WHAT YOU HAVE TO DO
Set out exactly every line of the entries below, starting at the line that holds "Mark the dark blackened wood with a point." and stopping after the line that holds "Target: green grass blade".

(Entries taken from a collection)

□ □ □ □

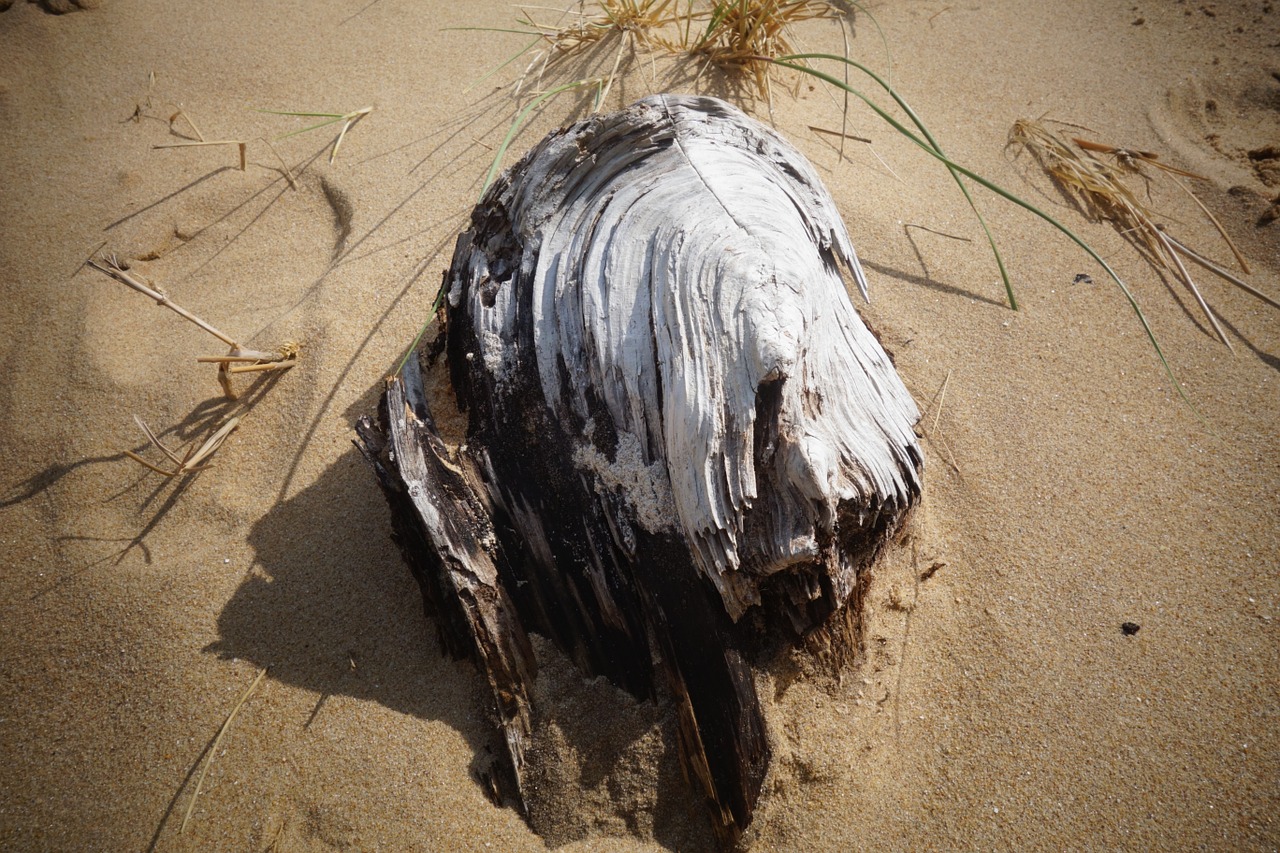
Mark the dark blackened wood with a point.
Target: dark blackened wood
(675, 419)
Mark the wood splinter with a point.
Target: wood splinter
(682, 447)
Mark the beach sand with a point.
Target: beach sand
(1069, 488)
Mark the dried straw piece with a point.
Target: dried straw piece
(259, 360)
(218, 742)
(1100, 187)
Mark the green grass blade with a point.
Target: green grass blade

□ □ □ □

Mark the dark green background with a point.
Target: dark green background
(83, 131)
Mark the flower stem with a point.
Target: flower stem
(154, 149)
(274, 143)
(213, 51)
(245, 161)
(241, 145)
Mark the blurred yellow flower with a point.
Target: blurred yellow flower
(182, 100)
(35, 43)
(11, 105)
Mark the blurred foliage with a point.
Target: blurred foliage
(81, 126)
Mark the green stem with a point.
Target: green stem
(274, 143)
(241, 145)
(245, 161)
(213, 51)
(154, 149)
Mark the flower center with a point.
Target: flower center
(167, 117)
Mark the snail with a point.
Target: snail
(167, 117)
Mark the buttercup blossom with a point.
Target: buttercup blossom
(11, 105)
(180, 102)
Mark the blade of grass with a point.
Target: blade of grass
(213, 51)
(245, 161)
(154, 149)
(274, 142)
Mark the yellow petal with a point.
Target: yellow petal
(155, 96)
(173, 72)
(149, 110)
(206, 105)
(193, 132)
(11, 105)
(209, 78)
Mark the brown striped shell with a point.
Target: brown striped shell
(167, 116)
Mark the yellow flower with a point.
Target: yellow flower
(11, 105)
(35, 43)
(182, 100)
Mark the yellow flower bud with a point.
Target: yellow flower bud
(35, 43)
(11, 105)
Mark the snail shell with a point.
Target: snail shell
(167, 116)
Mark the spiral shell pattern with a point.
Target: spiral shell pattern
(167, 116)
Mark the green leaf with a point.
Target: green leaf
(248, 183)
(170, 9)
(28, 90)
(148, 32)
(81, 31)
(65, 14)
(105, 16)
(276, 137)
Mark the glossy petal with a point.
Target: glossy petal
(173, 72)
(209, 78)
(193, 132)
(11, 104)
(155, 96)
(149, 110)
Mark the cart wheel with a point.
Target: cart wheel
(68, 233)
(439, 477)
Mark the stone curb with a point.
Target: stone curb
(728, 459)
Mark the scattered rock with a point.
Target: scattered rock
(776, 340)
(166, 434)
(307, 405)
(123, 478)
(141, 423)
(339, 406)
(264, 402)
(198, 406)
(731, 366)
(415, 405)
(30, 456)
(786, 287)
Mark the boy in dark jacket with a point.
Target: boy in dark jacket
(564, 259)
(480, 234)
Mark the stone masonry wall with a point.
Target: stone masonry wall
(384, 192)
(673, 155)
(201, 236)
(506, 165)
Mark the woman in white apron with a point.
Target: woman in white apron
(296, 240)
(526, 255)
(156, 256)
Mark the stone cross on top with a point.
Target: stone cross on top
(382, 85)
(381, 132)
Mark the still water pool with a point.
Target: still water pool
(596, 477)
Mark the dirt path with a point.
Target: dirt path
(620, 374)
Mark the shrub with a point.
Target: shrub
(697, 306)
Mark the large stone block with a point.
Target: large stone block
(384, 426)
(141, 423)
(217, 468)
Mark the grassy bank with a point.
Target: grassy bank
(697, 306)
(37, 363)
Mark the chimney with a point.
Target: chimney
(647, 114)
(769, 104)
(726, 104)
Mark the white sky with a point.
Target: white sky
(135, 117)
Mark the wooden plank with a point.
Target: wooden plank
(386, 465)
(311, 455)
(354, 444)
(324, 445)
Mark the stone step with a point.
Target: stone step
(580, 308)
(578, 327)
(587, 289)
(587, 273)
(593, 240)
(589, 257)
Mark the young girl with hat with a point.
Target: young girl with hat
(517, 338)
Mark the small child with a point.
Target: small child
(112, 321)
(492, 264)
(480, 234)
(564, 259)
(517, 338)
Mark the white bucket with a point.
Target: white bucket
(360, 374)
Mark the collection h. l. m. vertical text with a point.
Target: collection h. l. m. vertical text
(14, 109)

□ □ □ □

TASK RESULT
Mark the dark blackened wood with a point.
Target: dark blackened wood
(675, 419)
Mark the wood splinter with a point.
Target: wood splinter
(682, 447)
Mark the beach sand with a point.
Target: beach sand
(1069, 488)
Mark the dried straw piece with a point.
Target: dried straw piece
(259, 360)
(218, 742)
(1100, 187)
Mark the green grass blade with a point.
Target: green grass blade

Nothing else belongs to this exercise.